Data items
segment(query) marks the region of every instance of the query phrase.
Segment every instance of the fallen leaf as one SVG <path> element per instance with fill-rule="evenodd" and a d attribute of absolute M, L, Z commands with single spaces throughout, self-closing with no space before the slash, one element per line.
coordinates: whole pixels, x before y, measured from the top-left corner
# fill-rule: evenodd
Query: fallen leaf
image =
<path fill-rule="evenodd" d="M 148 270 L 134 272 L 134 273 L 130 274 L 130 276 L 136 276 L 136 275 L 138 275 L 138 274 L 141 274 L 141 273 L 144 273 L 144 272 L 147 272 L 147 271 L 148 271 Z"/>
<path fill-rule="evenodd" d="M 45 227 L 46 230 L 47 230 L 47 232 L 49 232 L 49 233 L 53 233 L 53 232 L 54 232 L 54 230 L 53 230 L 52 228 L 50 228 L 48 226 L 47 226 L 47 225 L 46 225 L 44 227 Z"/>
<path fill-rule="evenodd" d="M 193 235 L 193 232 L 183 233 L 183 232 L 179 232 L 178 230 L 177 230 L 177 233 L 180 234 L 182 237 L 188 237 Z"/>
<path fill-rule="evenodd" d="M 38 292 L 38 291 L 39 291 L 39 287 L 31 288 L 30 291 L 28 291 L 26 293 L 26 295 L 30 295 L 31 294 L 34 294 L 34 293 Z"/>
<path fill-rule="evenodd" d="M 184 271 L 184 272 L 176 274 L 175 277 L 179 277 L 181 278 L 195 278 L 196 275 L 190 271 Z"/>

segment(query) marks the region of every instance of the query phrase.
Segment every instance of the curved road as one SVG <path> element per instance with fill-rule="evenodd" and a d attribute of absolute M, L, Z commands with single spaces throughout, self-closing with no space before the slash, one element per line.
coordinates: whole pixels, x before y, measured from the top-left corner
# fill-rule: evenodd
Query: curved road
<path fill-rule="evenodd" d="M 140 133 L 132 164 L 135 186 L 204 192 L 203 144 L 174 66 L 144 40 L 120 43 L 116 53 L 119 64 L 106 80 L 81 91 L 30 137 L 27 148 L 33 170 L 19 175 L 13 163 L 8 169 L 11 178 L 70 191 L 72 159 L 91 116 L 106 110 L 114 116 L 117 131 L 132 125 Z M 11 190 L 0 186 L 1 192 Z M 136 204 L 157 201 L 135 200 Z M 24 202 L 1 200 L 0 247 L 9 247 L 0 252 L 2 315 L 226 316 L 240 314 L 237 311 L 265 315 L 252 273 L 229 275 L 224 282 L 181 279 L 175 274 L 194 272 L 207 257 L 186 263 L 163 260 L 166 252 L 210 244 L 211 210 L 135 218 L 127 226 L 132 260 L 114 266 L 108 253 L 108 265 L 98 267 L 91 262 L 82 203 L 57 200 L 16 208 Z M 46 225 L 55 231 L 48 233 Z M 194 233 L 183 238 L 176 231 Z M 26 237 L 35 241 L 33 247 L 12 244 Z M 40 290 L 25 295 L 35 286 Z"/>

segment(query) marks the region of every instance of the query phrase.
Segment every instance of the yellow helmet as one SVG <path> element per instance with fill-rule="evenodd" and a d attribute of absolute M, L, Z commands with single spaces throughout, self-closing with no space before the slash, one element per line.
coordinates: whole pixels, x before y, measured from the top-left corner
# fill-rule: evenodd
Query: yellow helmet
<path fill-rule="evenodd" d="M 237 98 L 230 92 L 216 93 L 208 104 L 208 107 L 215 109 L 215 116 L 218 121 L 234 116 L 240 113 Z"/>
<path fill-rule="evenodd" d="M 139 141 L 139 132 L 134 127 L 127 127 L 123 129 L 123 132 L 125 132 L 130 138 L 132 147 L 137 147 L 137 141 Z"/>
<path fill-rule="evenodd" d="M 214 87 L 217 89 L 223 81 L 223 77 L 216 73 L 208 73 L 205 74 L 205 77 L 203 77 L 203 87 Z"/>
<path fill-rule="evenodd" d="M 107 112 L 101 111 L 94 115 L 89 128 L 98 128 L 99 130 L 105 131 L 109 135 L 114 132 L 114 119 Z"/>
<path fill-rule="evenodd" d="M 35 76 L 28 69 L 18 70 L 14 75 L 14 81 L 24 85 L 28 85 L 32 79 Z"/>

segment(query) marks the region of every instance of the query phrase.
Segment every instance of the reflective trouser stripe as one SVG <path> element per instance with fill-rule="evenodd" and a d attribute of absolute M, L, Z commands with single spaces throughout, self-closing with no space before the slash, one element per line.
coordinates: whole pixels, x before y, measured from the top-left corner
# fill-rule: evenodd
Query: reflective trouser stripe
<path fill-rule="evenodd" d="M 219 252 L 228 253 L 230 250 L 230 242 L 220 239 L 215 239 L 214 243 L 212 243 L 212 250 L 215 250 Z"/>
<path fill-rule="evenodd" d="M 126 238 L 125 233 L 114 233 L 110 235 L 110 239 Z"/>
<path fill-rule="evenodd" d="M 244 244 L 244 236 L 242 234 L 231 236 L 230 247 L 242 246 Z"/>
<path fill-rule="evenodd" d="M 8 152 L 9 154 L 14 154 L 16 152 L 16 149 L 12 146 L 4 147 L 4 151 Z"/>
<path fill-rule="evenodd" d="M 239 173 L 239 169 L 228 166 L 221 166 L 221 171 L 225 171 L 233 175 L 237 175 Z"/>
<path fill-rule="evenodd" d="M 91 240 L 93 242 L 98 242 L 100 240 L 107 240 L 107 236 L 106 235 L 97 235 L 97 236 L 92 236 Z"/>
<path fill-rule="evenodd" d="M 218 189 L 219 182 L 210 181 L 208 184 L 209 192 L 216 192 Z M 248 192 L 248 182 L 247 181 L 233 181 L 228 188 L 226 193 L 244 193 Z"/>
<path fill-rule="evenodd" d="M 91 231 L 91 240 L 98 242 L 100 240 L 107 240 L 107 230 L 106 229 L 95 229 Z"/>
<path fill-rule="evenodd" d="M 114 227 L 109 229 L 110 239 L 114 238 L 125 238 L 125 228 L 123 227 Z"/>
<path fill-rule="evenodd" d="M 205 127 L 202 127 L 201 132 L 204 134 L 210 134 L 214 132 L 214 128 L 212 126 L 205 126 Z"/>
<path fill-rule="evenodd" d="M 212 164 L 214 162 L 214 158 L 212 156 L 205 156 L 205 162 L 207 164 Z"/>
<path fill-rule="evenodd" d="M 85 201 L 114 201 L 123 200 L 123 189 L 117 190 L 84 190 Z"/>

◆ **Exercise goal**
Write out every line of the data above without changing anything.

◆ **Reply to the exercise**
segment(query) marks the region of every instance of the query phrase.
Segment every instance of the fallen leaf as one SVG <path> element per instance with fill-rule="evenodd" and a d attribute of absolute M, L, Z commands with single spaces throughout, self-closing with no space before the slash, one element per line.
coordinates: whole pixels, x before y, measured from the top-left corner
# fill-rule: evenodd
Query: fallen leaf
image =
<path fill-rule="evenodd" d="M 148 270 L 134 272 L 134 273 L 130 274 L 130 276 L 136 276 L 136 275 L 138 275 L 138 274 L 141 274 L 141 273 L 144 273 L 144 272 L 147 272 L 147 271 L 148 271 Z"/>
<path fill-rule="evenodd" d="M 45 227 L 46 230 L 47 230 L 47 232 L 49 232 L 49 233 L 53 233 L 53 232 L 54 232 L 54 230 L 53 230 L 52 228 L 50 228 L 48 226 L 47 226 L 47 225 L 46 225 L 44 227 Z"/>
<path fill-rule="evenodd" d="M 193 235 L 193 232 L 183 233 L 183 232 L 179 232 L 178 230 L 177 230 L 177 233 L 180 234 L 182 237 L 188 237 Z"/>
<path fill-rule="evenodd" d="M 38 292 L 38 291 L 39 291 L 39 287 L 31 288 L 30 291 L 28 291 L 26 293 L 26 295 L 30 295 L 31 294 L 34 294 L 34 293 Z"/>
<path fill-rule="evenodd" d="M 184 271 L 184 272 L 176 274 L 175 277 L 179 277 L 181 278 L 195 278 L 196 275 L 190 271 Z"/>

segment(query) marks the region of every instance of the query phrase.
Segment every instance of the curved road as one SVG <path> element per instance with fill-rule="evenodd" and a d attribute of absolute M, L, Z commands with single spaces throughout, self-closing with no space before the slash, one element per line.
coordinates: whole pixels, x before y, measured from the top-left corner
# fill-rule: evenodd
Query: curved road
<path fill-rule="evenodd" d="M 140 133 L 132 164 L 135 186 L 204 192 L 203 144 L 174 66 L 144 40 L 120 43 L 116 53 L 119 64 L 106 80 L 81 91 L 30 137 L 27 148 L 33 170 L 19 175 L 13 163 L 8 169 L 11 178 L 70 191 L 72 159 L 91 116 L 106 110 L 114 116 L 117 131 L 132 125 Z M 11 190 L 0 186 L 1 192 Z M 136 204 L 157 201 L 135 200 Z M 24 202 L 1 200 L 0 247 L 9 247 L 0 252 L 2 315 L 226 316 L 240 314 L 237 311 L 265 315 L 252 273 L 229 275 L 224 282 L 181 279 L 175 274 L 194 272 L 207 257 L 186 263 L 163 260 L 166 252 L 210 244 L 211 210 L 135 218 L 127 226 L 132 260 L 114 266 L 108 253 L 108 265 L 98 267 L 91 262 L 82 203 L 57 200 L 16 208 Z M 46 225 L 55 231 L 48 233 Z M 194 233 L 183 238 L 176 231 Z M 26 237 L 35 241 L 33 247 L 12 244 Z M 40 290 L 25 295 L 35 286 Z"/>

segment(query) marks the region of every instance of the query phrase.
Segment every instance of the yellow helmet as one SVG <path> element per instance with fill-rule="evenodd" and a d attribute of absolute M, L, Z commands with single spaces throughout, self-closing with no space before the slash, one element per line.
coordinates: whole pixels, x before y, measured from the top-left corner
# fill-rule: evenodd
Query: yellow helmet
<path fill-rule="evenodd" d="M 237 98 L 230 92 L 216 93 L 208 104 L 208 107 L 215 109 L 215 116 L 218 121 L 234 116 L 240 113 Z"/>
<path fill-rule="evenodd" d="M 139 141 L 139 132 L 134 127 L 127 127 L 123 129 L 123 132 L 125 132 L 130 138 L 132 147 L 137 147 L 137 141 Z"/>
<path fill-rule="evenodd" d="M 214 87 L 217 89 L 223 81 L 223 77 L 216 73 L 208 73 L 205 74 L 205 77 L 203 77 L 203 87 Z"/>
<path fill-rule="evenodd" d="M 107 112 L 101 111 L 94 115 L 89 128 L 98 128 L 99 130 L 105 131 L 109 135 L 114 132 L 114 119 Z"/>
<path fill-rule="evenodd" d="M 35 76 L 28 69 L 18 70 L 14 75 L 14 81 L 24 85 L 28 85 L 32 79 Z"/>

segment(query) marks the region of every instance of the query phrase.
Segment every instance of the reflective trouser stripe as one SVG <path> element per instance with fill-rule="evenodd" and a d attribute of absolute M, L, Z commands with single spaces throughout, self-closing with no space before the slash, one element per line.
coordinates: whole pixels, x before y, measured from the top-left corner
# fill-rule: evenodd
Query: reflective trouser stripe
<path fill-rule="evenodd" d="M 219 252 L 228 253 L 230 250 L 230 242 L 220 239 L 215 239 L 214 243 L 212 243 L 212 250 L 215 250 Z"/>
<path fill-rule="evenodd" d="M 126 238 L 125 233 L 114 233 L 110 235 L 110 239 Z"/>
<path fill-rule="evenodd" d="M 244 244 L 244 236 L 242 234 L 231 236 L 230 247 L 242 246 Z"/>
<path fill-rule="evenodd" d="M 8 152 L 9 154 L 14 154 L 16 152 L 16 149 L 12 146 L 4 147 L 4 151 Z"/>
<path fill-rule="evenodd" d="M 239 173 L 239 169 L 228 166 L 221 166 L 221 171 L 225 171 L 233 175 L 237 175 Z"/>
<path fill-rule="evenodd" d="M 91 240 L 93 242 L 98 242 L 100 240 L 107 240 L 107 236 L 106 235 L 97 235 L 97 236 L 92 236 Z"/>
<path fill-rule="evenodd" d="M 218 189 L 219 182 L 210 181 L 208 184 L 209 192 L 216 192 Z M 248 192 L 248 182 L 247 181 L 233 181 L 228 188 L 226 193 L 244 193 Z"/>
<path fill-rule="evenodd" d="M 91 231 L 91 240 L 98 242 L 100 240 L 107 240 L 107 230 L 106 229 L 95 229 Z"/>
<path fill-rule="evenodd" d="M 114 227 L 109 229 L 110 239 L 114 238 L 125 238 L 125 228 L 123 227 Z"/>
<path fill-rule="evenodd" d="M 205 127 L 202 127 L 201 132 L 204 134 L 210 134 L 214 132 L 214 128 L 212 126 L 205 126 Z"/>
<path fill-rule="evenodd" d="M 212 164 L 214 162 L 214 158 L 212 156 L 205 156 L 205 162 L 207 164 Z"/>
<path fill-rule="evenodd" d="M 85 201 L 114 201 L 123 200 L 123 189 L 117 190 L 84 190 Z"/>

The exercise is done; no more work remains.